* DIRECTION A *
Write out the whole digital wellbeing post word for word.

* GIVEN TEXT *
- - - - -

The Spreadsheets Can Wait – Digital Wellbeing
Technology is impressive. There’s no denying it.
The speed. The progress. The way it’s changed how we work, learn, communicate and organise our lives. I rely on it heavily, and I’m not ashamed to admit that.
Emails, Slack, Teams, spreadsheets… spreadsheets on spreadsheets on spreadsheets. Honestly, my brain is basically a working spreadsheet. If I didn’t have Google Sheets holding things together, colour-coded, neatly filtered, endlessly updated, I think I’d experience a full system overload and crash.
As a working professional, technology keeps me moving. It helps me stay organised, connected, and efficient. It allows flexibility, working remotely, jumping between meetings, managing projects while also juggling school runs, packed lunches, and forgotten PE kits.

As a mum, it’s a lifeline too. Calendars synced across devices. Reminders for everything. Group chats with school updates. Apps that tell me where I need to be, when, and with what. Without it, life would feel a lot noisier, messier, and far more chaotic.
So yes – technology is important. And the progress we’ve made is incredible.
The Side We Don’t Talk About Enough
But.
There’s another side to it. And if I’m honest, it’s the side that gets under my skin the most.
Ping.
Ping.
Ping.

The constant pull. The urge to check. The reflex to reach for your phone without even realising you’re doing it. Not always social media – sometimes it’s work. Slack messages. Notifications. A quick glance “just to make sure everything’s running smoothly” on a day off.

- - - - -

* DIRECTION B *
Reproduce word for word the stretch of the entries from their first line through the line containing "xmin=419 ymin=1135 xmax=537 ymax=1258", with both ends included.

- - - - -

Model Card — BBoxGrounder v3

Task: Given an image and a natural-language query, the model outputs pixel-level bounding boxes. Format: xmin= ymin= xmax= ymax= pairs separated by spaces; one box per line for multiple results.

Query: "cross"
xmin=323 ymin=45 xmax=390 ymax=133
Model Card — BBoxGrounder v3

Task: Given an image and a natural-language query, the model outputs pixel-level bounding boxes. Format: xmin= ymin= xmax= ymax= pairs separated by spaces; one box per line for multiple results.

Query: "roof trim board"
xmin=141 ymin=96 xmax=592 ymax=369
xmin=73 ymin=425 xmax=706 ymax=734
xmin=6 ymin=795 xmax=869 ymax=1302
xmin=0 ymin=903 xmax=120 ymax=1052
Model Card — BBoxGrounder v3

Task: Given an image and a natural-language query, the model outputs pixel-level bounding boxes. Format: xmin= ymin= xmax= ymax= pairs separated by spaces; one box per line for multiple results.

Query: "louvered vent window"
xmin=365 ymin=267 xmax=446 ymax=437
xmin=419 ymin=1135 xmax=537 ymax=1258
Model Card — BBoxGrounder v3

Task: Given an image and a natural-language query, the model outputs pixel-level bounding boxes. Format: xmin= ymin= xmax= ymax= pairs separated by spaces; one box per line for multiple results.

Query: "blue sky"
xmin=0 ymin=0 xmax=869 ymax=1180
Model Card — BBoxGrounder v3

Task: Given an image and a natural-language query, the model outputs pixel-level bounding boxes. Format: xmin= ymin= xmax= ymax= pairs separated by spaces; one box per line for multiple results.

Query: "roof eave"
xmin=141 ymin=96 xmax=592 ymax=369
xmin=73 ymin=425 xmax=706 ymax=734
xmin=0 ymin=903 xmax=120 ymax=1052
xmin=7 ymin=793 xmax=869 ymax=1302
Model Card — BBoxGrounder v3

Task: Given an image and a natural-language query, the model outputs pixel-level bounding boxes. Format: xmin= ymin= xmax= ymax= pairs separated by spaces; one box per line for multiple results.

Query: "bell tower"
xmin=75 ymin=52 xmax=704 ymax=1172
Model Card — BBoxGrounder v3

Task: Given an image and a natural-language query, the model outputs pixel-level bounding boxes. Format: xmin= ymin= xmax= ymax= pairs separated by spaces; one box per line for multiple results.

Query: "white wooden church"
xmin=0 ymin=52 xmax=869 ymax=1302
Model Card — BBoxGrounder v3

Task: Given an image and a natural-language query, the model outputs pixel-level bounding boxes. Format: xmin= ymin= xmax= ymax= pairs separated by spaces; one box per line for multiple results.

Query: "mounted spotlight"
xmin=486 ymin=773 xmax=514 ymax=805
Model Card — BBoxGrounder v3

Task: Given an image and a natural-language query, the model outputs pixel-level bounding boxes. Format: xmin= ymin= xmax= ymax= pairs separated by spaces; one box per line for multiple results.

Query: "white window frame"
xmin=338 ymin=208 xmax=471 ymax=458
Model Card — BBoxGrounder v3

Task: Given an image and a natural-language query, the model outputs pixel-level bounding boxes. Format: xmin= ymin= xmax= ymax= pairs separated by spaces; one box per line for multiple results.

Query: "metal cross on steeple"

- - - - -

* COMPLETE OUTPUT A *
The Spreadsheets Can Wait – Digital Wellbeing
Technology is impressive. There’s no denying it.
The speed. The progress. The way it’s changed how we work, learn, communicate and organise our lives. I rely on it heavily, and I’m not ashamed to admit that.
Emails, Slack, Teams, spreadsheets… spreadsheets on spreadsheets on spreadsheets. Honestly, my brain is basically a working spreadsheet. If I didn’t have Google Sheets holding things together, colour-coded, neatly filtered, endlessly updated, I think I’d experience a full system overload and crash.
As a working professional, technology keeps me moving. It helps me stay organised, connected, and efficient. It allows flexibility, working remotely, jumping between meetings, managing projects while also juggling school runs, packed lunches, and forgotten PE kits.

As a mum, it’s a lifeline too. Calendars synced across devices. Reminders for everything. Group chats with school updates. Apps that tell me where I need to be, when, and with what. Without it, life would feel a lot noisier, messier, and far more chaotic.
So yes – technology is important. And the progress we’ve made is incredible.
The Side We Don’t Talk About Enough
But.
There’s another side to it. And if I’m honest, it’s the side that gets under my skin the most.
Ping.
Ping.
Ping.

The constant pull. The urge to check. The reflex to reach for your phone without even realising you’re doing it. Not always social media – sometimes it’s work. Slack messages. Notifications. A quick glance “just to make sure everything’s running smoothly” on a day off.

* COMPLETE OUTPUT B *
Model Card — BBoxGrounder v3

Task: Given an image and a natural-language query, the model outputs pixel-level bounding boxes. Format: xmin= ymin= xmax= ymax= pairs separated by spaces; one box per line for multiple results.

Query: "cross"
xmin=323 ymin=45 xmax=390 ymax=133
Model Card — BBoxGrounder v3

Task: Given an image and a natural-language query, the model outputs pixel-level bounding boxes. Format: xmin= ymin= xmax= ymax= pairs separated by spaces; one box per line for multiple results.

Query: "roof trim board"
xmin=141 ymin=96 xmax=592 ymax=369
xmin=73 ymin=425 xmax=706 ymax=734
xmin=6 ymin=795 xmax=869 ymax=1302
xmin=0 ymin=903 xmax=120 ymax=1052
Model Card — BBoxGrounder v3

Task: Given an image and a natural-language query, the model outputs pixel-level bounding boxes. Format: xmin= ymin= xmax= ymax= pairs separated by spaces; one box per line for multiple results.

Query: "louvered vent window"
xmin=365 ymin=267 xmax=446 ymax=437
xmin=419 ymin=1135 xmax=537 ymax=1258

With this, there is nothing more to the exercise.